- [Data listing]:
##############################

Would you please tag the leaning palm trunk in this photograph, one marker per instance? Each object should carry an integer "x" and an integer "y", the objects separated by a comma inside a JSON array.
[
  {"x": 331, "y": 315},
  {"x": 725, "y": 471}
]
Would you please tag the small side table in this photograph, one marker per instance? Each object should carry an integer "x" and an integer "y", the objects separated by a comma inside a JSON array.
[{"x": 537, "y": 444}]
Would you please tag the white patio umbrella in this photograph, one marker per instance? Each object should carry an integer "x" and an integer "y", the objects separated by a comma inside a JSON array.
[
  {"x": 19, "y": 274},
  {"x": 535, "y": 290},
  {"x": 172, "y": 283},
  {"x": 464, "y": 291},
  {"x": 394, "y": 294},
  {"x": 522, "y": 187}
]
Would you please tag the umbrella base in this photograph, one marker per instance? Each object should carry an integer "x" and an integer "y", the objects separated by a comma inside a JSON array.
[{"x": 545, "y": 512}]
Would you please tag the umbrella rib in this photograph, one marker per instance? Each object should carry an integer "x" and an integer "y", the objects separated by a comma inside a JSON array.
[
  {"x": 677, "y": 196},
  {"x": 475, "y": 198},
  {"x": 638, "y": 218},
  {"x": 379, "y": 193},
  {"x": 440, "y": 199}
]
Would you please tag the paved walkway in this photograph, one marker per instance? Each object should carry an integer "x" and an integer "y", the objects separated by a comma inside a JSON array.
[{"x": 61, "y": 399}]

##############################

- [Problem description]:
Give back every entry above, complete and exact.

- [Your solution]:
Would you please tag the leaning palm trunk in this photograph, one marker per instance? Each object should carry an integer "x" and an integer "y", the objects separated by a comma inside a JSON array.
[
  {"x": 331, "y": 315},
  {"x": 725, "y": 471}
]
Would you please tag the small side table in this photograph, one marker per instance? Each object should carry an integer "x" and an integer "y", the objects separated by a comma inside a JSON array.
[{"x": 537, "y": 444}]
Would you please tag the white patio umbrella in this photograph, one marker per instance? Each object should carry an integer "x" and an integer "y", the objects separated by a comma inside a JSON array.
[
  {"x": 19, "y": 274},
  {"x": 535, "y": 290},
  {"x": 172, "y": 283},
  {"x": 464, "y": 291},
  {"x": 394, "y": 294},
  {"x": 522, "y": 187}
]
Would you please tag the umbrella base in this photograph, one marker per instance? Each object should carry an integer "x" and an integer "y", the objects separated by a comma inside a JSON array.
[{"x": 545, "y": 512}]
Would you please tag the umbrella rib in this photograph, one marker per instance? Each object should carry an integer "x" and an integer "y", the objects separated by a comma inside a JSON array.
[
  {"x": 677, "y": 196},
  {"x": 475, "y": 198},
  {"x": 638, "y": 218},
  {"x": 379, "y": 193},
  {"x": 440, "y": 199}
]
Would you please tag the paved walkway in this photograph, one marker per instance? Each object should carry an integer "x" and an integer "y", the objects separated by a comma inside a JSON array.
[{"x": 61, "y": 399}]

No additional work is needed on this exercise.